Your answer must consist of the lines running from the one that holds "Target: castle building" to the end of the data, copied exactly.
★ ★ ★
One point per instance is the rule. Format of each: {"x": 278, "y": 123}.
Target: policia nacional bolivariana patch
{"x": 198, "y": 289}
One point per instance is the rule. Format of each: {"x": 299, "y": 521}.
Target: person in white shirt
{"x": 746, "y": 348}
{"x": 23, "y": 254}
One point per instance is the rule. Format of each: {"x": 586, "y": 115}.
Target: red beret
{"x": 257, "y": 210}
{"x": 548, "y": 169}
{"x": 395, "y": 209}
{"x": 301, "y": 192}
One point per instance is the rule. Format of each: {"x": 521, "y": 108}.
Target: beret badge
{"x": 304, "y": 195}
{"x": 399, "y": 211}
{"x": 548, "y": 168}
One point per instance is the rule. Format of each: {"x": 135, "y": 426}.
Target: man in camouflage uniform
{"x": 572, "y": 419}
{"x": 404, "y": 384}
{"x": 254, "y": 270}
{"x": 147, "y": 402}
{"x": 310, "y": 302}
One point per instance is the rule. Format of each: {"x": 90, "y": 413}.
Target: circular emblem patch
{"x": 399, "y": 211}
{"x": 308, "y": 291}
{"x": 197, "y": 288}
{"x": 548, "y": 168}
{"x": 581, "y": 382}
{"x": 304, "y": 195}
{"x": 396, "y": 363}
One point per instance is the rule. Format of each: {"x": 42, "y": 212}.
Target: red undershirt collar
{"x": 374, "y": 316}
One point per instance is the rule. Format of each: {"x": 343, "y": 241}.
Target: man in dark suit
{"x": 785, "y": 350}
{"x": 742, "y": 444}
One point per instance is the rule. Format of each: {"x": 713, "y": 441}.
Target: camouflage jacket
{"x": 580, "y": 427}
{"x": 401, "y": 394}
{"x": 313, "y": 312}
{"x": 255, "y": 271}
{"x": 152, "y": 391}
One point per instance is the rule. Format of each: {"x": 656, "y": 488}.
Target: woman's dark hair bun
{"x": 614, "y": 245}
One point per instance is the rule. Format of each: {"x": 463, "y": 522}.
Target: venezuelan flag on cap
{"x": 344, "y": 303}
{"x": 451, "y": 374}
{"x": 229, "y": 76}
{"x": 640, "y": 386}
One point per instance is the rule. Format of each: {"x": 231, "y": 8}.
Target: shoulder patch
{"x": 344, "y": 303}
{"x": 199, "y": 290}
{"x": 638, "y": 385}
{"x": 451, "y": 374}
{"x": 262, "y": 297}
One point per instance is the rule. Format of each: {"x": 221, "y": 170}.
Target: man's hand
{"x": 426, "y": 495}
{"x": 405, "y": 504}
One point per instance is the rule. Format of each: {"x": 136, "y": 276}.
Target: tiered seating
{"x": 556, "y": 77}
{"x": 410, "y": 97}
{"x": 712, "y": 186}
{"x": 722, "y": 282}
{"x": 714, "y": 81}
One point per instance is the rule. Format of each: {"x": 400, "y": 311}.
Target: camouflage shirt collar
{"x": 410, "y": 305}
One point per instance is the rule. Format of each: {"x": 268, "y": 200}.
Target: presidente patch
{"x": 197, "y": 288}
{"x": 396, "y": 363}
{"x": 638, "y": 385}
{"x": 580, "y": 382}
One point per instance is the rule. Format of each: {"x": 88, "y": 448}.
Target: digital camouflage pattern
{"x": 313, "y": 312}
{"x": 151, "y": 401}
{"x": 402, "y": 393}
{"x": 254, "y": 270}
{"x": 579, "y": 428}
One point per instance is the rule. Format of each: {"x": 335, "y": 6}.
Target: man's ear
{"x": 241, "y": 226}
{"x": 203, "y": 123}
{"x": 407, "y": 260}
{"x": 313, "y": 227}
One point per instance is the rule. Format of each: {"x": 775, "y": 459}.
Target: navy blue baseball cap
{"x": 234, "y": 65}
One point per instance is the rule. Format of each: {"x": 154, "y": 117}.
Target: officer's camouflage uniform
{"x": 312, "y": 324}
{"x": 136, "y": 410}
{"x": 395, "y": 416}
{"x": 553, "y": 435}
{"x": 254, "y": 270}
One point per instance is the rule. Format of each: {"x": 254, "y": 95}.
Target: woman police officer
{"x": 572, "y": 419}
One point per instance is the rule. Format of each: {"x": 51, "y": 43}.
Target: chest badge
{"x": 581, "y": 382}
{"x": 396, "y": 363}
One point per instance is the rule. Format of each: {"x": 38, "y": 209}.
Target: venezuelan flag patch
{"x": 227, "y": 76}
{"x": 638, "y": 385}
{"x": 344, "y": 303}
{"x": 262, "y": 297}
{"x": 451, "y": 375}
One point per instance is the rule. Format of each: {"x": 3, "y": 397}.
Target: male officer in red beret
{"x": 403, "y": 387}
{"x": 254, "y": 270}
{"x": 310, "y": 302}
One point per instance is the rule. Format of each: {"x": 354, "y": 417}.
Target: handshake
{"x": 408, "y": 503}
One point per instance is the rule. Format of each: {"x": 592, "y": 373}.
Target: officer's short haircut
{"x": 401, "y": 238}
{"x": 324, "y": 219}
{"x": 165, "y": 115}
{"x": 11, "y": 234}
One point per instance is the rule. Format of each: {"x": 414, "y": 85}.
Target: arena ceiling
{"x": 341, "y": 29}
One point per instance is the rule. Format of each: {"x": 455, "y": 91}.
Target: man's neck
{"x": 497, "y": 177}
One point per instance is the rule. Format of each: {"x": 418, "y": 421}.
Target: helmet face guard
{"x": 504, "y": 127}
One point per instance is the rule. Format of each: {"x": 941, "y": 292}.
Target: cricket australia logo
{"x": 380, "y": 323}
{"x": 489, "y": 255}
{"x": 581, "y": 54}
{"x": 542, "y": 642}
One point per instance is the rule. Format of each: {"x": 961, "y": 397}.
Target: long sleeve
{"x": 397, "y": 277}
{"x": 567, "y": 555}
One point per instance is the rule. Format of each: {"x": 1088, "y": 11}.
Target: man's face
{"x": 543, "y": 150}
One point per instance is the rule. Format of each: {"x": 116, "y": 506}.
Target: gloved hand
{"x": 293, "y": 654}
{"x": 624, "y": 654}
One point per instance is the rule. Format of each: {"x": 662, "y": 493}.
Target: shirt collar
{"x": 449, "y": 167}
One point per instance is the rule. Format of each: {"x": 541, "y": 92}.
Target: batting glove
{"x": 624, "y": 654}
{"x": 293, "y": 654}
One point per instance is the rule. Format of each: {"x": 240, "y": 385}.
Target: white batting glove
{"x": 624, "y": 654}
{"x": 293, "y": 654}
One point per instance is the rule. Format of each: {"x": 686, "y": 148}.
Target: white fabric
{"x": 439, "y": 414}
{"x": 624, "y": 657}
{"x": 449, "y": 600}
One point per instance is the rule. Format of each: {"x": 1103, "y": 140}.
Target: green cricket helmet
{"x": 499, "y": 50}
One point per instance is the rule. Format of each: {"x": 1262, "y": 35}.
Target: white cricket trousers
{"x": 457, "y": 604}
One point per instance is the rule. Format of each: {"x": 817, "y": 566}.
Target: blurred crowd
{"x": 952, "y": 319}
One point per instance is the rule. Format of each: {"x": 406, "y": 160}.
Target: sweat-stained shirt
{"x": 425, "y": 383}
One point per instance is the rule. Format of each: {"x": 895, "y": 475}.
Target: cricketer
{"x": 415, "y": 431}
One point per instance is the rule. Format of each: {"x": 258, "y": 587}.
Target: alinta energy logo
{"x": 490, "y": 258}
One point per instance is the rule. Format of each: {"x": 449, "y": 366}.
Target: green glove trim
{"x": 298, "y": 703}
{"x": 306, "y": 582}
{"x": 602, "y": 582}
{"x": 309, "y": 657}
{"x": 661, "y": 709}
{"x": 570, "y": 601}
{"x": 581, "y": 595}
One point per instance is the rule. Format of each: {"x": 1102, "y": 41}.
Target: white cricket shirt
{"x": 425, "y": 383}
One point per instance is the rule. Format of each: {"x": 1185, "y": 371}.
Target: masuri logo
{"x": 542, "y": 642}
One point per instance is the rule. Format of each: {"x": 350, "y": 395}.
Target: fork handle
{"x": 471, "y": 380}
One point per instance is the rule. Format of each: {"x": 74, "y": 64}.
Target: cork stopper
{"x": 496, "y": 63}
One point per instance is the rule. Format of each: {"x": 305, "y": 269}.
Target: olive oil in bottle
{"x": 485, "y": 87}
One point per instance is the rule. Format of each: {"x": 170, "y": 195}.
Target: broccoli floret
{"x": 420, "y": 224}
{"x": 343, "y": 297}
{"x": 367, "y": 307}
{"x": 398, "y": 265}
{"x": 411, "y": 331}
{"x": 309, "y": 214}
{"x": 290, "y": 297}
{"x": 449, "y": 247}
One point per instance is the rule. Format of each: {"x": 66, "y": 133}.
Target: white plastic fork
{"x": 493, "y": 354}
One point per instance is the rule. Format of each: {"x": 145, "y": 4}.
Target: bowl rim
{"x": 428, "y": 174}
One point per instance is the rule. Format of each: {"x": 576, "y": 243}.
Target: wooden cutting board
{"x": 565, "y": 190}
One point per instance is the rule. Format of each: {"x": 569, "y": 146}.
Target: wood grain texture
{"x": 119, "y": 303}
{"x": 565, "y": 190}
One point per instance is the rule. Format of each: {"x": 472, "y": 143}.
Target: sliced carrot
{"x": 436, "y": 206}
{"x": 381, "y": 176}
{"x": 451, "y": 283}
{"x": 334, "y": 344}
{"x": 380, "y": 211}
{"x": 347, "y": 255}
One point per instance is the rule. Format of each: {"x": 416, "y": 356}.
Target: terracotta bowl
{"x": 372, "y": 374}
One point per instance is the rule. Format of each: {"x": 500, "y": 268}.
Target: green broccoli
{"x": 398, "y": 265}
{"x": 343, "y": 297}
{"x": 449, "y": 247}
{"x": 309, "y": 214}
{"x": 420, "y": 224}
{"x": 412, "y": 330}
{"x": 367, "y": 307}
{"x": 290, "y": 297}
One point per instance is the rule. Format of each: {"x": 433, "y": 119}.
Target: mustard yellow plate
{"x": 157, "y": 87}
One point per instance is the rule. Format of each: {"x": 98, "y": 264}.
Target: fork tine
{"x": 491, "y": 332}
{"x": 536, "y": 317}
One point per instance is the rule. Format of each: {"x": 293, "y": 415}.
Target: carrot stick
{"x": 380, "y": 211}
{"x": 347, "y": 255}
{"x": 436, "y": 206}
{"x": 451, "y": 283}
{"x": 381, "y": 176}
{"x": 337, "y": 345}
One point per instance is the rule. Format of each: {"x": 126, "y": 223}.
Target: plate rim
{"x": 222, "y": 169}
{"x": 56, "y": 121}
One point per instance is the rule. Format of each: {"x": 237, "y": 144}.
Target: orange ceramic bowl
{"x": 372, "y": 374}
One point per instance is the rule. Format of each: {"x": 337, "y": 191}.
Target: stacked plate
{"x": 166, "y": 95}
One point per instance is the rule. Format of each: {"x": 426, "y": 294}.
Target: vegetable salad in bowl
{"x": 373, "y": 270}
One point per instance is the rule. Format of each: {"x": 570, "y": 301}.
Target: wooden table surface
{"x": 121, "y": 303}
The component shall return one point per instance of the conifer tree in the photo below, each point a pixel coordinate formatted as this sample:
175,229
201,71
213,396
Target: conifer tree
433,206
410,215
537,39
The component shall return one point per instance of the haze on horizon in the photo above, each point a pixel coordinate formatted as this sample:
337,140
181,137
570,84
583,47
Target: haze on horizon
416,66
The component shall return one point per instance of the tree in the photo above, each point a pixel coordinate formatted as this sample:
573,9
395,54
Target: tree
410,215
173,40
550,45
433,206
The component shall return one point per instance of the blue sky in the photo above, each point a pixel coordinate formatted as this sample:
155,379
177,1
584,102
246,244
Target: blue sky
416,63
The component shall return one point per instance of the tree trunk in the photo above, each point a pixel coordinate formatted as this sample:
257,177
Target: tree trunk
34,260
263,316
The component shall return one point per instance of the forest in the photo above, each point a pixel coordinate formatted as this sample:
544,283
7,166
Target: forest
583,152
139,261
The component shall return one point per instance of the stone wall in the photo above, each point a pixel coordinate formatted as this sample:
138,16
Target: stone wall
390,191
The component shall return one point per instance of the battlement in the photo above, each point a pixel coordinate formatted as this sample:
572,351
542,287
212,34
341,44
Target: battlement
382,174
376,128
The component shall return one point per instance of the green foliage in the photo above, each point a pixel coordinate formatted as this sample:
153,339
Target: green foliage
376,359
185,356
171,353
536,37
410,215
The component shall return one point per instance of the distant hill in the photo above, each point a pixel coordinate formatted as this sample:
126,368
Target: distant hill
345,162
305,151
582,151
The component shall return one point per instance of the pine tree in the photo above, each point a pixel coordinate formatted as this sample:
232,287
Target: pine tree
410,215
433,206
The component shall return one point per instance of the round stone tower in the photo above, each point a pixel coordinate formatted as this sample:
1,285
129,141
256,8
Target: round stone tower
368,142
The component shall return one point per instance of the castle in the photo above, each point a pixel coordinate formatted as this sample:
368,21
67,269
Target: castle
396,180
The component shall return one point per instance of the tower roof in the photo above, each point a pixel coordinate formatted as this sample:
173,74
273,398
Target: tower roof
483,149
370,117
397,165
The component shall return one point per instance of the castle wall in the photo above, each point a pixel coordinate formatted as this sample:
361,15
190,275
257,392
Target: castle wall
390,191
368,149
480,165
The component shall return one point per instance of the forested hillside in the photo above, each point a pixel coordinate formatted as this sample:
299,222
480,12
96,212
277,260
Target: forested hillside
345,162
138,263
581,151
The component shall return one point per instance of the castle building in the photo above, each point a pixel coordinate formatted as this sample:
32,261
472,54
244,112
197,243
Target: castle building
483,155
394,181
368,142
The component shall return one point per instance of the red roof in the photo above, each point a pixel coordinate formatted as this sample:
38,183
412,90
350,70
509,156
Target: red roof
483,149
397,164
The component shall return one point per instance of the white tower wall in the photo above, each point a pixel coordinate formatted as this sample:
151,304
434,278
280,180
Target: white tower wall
★ ★ ★
Response to this exercise:
Target: castle building
483,155
394,181
368,142
The component shall return one point per instance of the red roof in the photo above, each point a pixel coordinate formatted as this sample:
38,183
412,90
350,70
509,156
Target: red roof
483,149
397,164
The component shall return one point per instance of the white tower wall in the photo above, each point a pixel coordinate formatted as this sample:
151,304
434,278
280,180
Target: white tower wall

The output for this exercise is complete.